:: Excerpted passage ::
##############################

2. Do people who take longer to drive to work also tend to take longer to drive home from work? (does more of this = more of that) metric and we are looking at the relationship between the two therefore correlation and regression.(circle)

3. Do people think that appearance is more important than feeling good? (asking people to compare two variables like Q1 rather then the relationship between them) (rectangle) once again this is a paired samples t test as we want to compare these two things.

4. Do people who think that appearance (V) is more important tend to take longer to get ready for work? (V) (has two variables but they are on different scales so cant be compared directly) instead of comparing we are co – relating. (circle) correlation and regression analysis.

5. Do full time workers take longer to get to work than part time workers? (compares two different groups of people) status V time. because we have a solid variable ie time taken and want to measure two different groups against that (triangle) we need to do a independent samples T test.

6. Do males think appearance is more important than females?” (compares equal measures of each against appearance) (triangle) therefore independent samples T test.

“a. Do older people tend to be more interested in cricket? (circle) Whats their interest? CRA
b. Do people who spend more time playing sport tend to be more interested in football? (Circle) whats their interest CRA

c. Are people more interested in cricket than in football? Rectangle PSTT

d. Are males more interested in ballet than females? Triangle ISTT

e. Do people spend more time watching TV than they spend playing sport? Rectangle PSTT
f. Do people who are more interested in ballet tend to be less interested in football? (circle) CRA

g. Do people who are members of a football club tend to be more interested in football than
people who are not members? Triangle ISTT

h. Do older people tend to spend less time playing sport?” Circle CRA

 

 

Writing the report

when exploring the relationship between two metric variables

look at scatterplot to check no curve outliers or subgroups

if curved then all we can do is describe the pattern on the scatterplot

where linear we can

1) do pearsons R ; and

2) regression statistics.

what to put in report:

start with research question or hypothesis

information about sample

direction and strength of sample relationship.

significant or not with supporting statistics r n and p values

if relationship significant the 95% confidence interval (pearsons r)

if significant and familiar interpretation of slope

finish by relating results back to question or hypothesis.

-can include regression coefficient (slope) 

if scales are familiar like height weight etc then interpreting slope gives a useful indication of what the relationship looks like.

if the scales are unfamiliar then interpreting the slope wont help the reader understand what the relationship looks like.

*r2 value has not been added to report

co efficient of determination is helpful in deciding if the relationship is an important one and is usually included only in more detailed studies.

##############################

:: Required work ::
A) Reproduce the statistics notes from "5. Do full time" to "therefore independent samples T test.".
B) Render this sentence from the statistics notes in Spanish: "Do people think that appearance is more important than feeling good?"
C) Write what comes next in the statistics notes, starting after their last line on the coefficient of determination.
The items after this point are separate material and not part of the statistics notes.

Point annotation records
##############################

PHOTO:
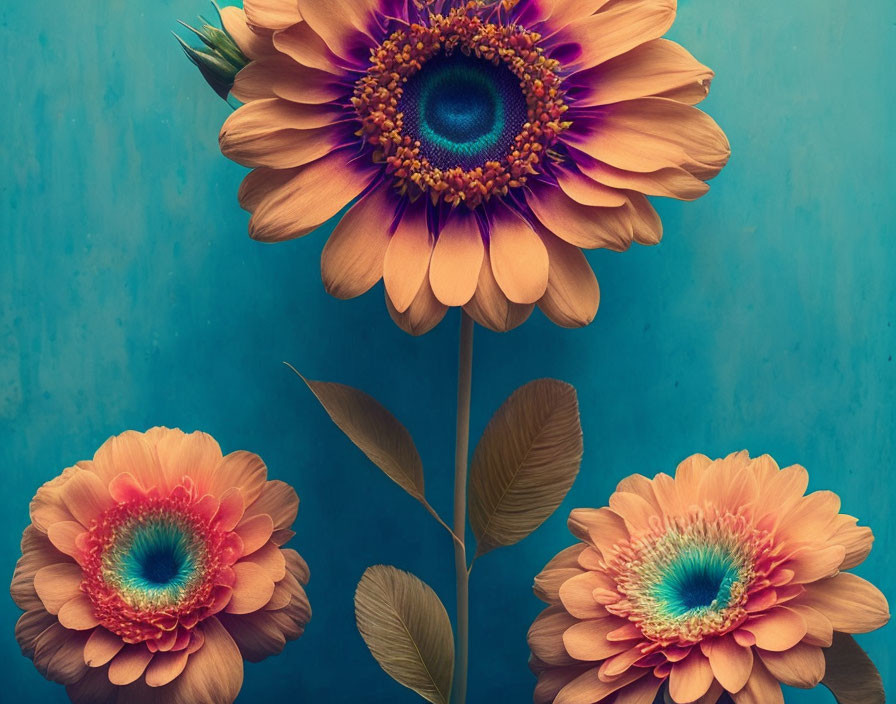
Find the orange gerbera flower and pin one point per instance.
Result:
(725, 578)
(150, 572)
(487, 141)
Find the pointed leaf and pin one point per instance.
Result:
(407, 630)
(376, 432)
(850, 674)
(525, 463)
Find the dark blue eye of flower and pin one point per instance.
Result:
(464, 111)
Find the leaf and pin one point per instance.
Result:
(407, 630)
(376, 432)
(525, 463)
(850, 674)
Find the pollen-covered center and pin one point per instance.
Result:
(463, 111)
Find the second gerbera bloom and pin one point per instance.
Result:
(488, 142)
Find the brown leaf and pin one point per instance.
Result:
(376, 432)
(850, 674)
(407, 630)
(525, 463)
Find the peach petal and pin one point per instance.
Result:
(129, 664)
(58, 584)
(656, 68)
(313, 194)
(407, 258)
(272, 14)
(518, 256)
(101, 647)
(278, 500)
(165, 667)
(731, 663)
(608, 34)
(77, 614)
(456, 260)
(424, 313)
(253, 589)
(64, 534)
(801, 666)
(580, 225)
(851, 604)
(649, 134)
(778, 629)
(577, 596)
(587, 640)
(352, 259)
(761, 688)
(86, 496)
(546, 636)
(690, 678)
(572, 296)
(255, 531)
(489, 306)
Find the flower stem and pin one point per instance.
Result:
(461, 459)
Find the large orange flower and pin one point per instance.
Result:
(487, 143)
(723, 578)
(150, 572)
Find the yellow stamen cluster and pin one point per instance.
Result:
(404, 53)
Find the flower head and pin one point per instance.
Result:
(726, 577)
(150, 572)
(487, 142)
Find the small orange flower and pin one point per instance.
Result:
(487, 143)
(150, 572)
(723, 578)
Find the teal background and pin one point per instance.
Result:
(131, 296)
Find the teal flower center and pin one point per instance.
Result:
(464, 111)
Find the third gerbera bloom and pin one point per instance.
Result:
(486, 143)
(727, 577)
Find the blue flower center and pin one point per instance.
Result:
(698, 579)
(464, 111)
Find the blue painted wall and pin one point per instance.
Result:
(131, 296)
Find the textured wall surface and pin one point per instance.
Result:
(131, 296)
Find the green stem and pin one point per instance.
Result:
(461, 459)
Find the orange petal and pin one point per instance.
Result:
(407, 258)
(573, 294)
(851, 604)
(656, 68)
(129, 664)
(254, 44)
(585, 190)
(352, 260)
(345, 28)
(653, 133)
(731, 664)
(314, 194)
(489, 306)
(580, 225)
(518, 256)
(595, 39)
(255, 532)
(272, 14)
(252, 590)
(761, 688)
(165, 667)
(58, 584)
(424, 313)
(778, 629)
(800, 666)
(278, 500)
(587, 640)
(101, 647)
(690, 678)
(456, 259)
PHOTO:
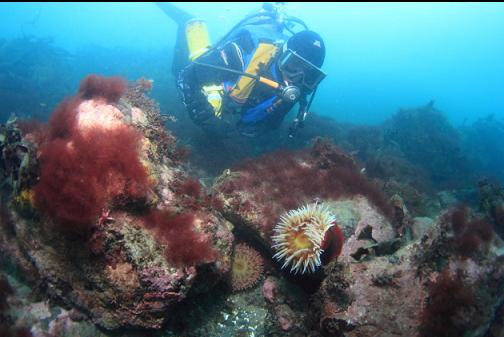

##############################

:: Answers for this exercise ::
A)
5. Do full time workers take longer to get to work than part time workers? (compares two different groups of people) status V time. because we have a solid variable ie time taken and want to measure two different groups against that (triangle) we need to do a independent samples T test.

6. Do males think appearance is more important than females?” (compares equal measures of each against appearance) (triangle) therefore independent samples T test.

B) ¿Piensa la gente que la apariencia es más importante que sentirse bien?

C)
example 1

“It was hypothesised that people with more experience would tend to have higher salaries.
In a random sample of 30 Australians with full time employment, there was a moderate strength, positive, linear relationship between length of experience and weekly salary, and Pearson’s r shows that this relationship is significant, r = .65, n = 30, p < .001. The 95% confidence interval for Pearson’s correlation indicates that the strength of the relationship is between ρ = .32 and ρ = .54. In the sample, for each additional year of experience, on average, respondents earned an extra $28.06 per week. As expected, people with more experience tend to earn higher salaries.”

Example 2:

“It was hypothesised that students with higher IQ would tend to have better exam scores.
In a random sample of 100 students, there was an extremely weak, positive, linear relationship between IQ and exam scores and Pearson’s r indicates that this relationship is not significant, r = .03, n = 100, p = .341.
This study provides insufficient evidence to suggest that there is a relationship between IQ and exam scores.”

Example 3

“It was hypothesised that longer bushwalks would take more time.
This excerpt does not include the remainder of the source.